Reproduce word for word the lines of the data below, from its first line through the line containing "point(21, 30)", with both ends included.

Excerpts of pointing data
•••
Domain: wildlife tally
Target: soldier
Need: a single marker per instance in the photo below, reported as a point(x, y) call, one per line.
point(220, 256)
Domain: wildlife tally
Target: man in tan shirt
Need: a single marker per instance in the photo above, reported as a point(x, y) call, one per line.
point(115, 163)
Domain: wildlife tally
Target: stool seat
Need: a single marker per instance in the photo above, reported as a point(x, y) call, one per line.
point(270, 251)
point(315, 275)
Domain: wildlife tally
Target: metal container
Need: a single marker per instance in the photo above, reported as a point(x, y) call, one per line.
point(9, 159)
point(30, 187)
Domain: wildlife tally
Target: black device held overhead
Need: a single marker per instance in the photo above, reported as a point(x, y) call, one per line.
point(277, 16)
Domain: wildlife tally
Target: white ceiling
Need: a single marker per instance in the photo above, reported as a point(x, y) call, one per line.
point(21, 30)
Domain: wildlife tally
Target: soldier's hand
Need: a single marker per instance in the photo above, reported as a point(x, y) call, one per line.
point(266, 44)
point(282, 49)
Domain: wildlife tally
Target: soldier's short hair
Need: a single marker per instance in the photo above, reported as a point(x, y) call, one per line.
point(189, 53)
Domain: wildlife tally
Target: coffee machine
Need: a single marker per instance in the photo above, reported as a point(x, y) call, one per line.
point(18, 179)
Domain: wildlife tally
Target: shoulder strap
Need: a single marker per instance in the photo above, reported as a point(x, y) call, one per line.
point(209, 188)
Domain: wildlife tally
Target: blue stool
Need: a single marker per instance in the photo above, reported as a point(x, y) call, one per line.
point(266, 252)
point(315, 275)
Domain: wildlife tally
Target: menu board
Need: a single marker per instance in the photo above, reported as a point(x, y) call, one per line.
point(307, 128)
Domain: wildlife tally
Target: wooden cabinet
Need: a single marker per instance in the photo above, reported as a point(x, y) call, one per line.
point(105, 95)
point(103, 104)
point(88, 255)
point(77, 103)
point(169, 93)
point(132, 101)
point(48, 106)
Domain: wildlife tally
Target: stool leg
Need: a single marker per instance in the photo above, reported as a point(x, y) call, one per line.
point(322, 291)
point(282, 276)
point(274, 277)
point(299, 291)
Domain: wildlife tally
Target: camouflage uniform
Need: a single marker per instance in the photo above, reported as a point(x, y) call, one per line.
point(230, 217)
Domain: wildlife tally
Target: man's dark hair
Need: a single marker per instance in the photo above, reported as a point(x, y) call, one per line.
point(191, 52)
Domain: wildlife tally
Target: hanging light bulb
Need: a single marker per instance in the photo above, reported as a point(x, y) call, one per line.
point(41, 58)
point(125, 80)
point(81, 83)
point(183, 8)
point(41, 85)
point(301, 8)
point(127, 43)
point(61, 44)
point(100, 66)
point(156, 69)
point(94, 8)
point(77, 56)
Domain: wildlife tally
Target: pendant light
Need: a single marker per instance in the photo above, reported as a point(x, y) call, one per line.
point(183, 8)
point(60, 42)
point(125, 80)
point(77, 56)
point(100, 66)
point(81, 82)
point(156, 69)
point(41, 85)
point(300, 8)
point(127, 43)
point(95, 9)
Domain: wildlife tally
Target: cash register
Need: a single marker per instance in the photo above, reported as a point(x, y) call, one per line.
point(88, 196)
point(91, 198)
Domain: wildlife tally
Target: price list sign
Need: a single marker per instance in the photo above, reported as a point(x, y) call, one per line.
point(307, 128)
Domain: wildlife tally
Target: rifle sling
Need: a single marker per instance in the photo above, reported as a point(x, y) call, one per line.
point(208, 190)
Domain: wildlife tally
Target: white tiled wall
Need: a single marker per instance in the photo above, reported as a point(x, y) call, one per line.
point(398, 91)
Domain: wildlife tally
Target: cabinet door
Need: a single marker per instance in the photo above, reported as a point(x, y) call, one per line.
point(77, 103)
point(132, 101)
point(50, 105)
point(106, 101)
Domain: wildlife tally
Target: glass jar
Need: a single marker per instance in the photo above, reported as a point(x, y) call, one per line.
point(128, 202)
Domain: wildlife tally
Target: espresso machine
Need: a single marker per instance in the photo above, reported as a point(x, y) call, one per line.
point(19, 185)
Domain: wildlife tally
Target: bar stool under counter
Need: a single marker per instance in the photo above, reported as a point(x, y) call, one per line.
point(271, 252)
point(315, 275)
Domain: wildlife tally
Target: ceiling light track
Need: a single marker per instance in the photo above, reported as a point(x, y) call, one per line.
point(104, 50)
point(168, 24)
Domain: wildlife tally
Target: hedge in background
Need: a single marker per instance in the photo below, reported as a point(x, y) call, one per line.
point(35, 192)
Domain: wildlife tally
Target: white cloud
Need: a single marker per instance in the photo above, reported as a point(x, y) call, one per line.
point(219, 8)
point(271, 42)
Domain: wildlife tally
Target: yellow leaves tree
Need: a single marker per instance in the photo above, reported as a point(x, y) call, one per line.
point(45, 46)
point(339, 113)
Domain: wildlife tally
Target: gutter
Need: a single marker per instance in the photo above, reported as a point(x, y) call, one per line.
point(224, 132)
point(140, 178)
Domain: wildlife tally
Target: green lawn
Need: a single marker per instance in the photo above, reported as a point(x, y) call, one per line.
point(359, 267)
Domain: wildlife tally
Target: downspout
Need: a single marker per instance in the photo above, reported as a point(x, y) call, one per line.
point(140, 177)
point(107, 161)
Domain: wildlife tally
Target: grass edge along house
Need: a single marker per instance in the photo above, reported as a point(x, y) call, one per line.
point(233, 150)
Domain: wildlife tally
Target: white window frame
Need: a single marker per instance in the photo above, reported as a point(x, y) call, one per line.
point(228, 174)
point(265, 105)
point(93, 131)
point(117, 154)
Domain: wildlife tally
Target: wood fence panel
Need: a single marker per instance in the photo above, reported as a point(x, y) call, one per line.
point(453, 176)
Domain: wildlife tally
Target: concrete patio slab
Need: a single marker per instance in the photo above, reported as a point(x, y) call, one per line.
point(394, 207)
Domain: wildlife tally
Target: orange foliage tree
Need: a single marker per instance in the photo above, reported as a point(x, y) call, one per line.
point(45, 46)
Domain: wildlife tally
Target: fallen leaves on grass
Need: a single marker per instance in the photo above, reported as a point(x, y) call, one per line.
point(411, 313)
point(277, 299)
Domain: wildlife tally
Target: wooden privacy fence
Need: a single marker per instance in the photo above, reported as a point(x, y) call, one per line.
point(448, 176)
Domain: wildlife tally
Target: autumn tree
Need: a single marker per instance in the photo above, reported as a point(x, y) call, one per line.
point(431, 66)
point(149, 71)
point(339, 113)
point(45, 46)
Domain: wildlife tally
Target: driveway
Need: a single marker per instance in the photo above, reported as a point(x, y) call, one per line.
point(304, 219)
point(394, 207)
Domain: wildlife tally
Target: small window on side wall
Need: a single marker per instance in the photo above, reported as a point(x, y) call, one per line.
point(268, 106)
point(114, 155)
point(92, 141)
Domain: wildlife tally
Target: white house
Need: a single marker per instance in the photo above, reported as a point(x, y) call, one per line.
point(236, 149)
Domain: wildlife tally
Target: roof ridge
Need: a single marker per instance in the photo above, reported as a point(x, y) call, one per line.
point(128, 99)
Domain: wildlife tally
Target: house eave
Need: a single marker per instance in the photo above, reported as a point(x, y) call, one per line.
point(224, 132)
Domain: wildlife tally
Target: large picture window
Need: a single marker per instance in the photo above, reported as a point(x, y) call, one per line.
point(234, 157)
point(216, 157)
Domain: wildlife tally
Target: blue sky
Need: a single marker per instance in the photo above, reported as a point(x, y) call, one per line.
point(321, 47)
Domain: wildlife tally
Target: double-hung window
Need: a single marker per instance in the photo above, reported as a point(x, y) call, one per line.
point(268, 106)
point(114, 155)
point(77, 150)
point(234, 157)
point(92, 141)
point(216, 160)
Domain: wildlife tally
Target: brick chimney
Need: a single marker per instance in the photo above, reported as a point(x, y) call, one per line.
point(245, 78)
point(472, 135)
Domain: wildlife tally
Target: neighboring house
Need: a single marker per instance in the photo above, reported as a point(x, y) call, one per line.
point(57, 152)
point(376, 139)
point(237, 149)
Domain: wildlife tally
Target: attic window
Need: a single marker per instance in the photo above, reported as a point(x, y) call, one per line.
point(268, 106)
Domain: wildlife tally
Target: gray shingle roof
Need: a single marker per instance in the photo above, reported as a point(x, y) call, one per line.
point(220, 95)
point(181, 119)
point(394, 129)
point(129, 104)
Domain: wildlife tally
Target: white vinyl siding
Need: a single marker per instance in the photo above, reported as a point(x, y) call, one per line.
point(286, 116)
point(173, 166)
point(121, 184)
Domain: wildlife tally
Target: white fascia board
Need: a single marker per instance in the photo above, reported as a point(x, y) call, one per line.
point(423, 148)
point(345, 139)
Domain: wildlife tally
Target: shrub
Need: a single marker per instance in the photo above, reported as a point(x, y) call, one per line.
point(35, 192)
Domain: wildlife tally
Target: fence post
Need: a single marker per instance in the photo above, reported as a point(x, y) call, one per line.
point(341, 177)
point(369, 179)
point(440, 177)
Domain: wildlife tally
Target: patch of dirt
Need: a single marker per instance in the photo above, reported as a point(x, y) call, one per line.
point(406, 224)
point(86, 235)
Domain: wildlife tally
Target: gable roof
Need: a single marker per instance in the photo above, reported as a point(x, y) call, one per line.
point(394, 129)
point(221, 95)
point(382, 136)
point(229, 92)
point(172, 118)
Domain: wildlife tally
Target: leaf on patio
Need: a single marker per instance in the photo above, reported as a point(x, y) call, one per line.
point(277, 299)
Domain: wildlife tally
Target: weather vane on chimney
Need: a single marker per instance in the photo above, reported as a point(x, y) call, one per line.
•••
Correct answer
Domain: wildlife tally
Target: soldier
Need: a single marker per instance in the photo below, reported as a point(x, y) call, one per line.
point(220, 256)
Domain: wildlife tally
Target: man in tan shirt
Need: a single marker per instance in the photo above, reported as a point(x, y) call, one per line.
point(115, 163)
Domain: wildlife tally
Target: stool seat
Need: a single marker per instance in the photo above, reported as a point(x, y) call, one per line.
point(270, 251)
point(315, 275)
Domain: wildlife tally
Target: metal container
Need: a single marker per instance in the photo above, reported as a point(x, y) call, one per line.
point(9, 159)
point(30, 187)
Domain: wildlife tally
Target: black device held overhead
Need: a single marker per instance in the photo above, reported as a point(x, y) call, one per line.
point(277, 16)
Domain: wildlife tally
Target: white ceiling
Need: a single marker per instance in the photo above, reported as a point(x, y) call, one per line.
point(21, 30)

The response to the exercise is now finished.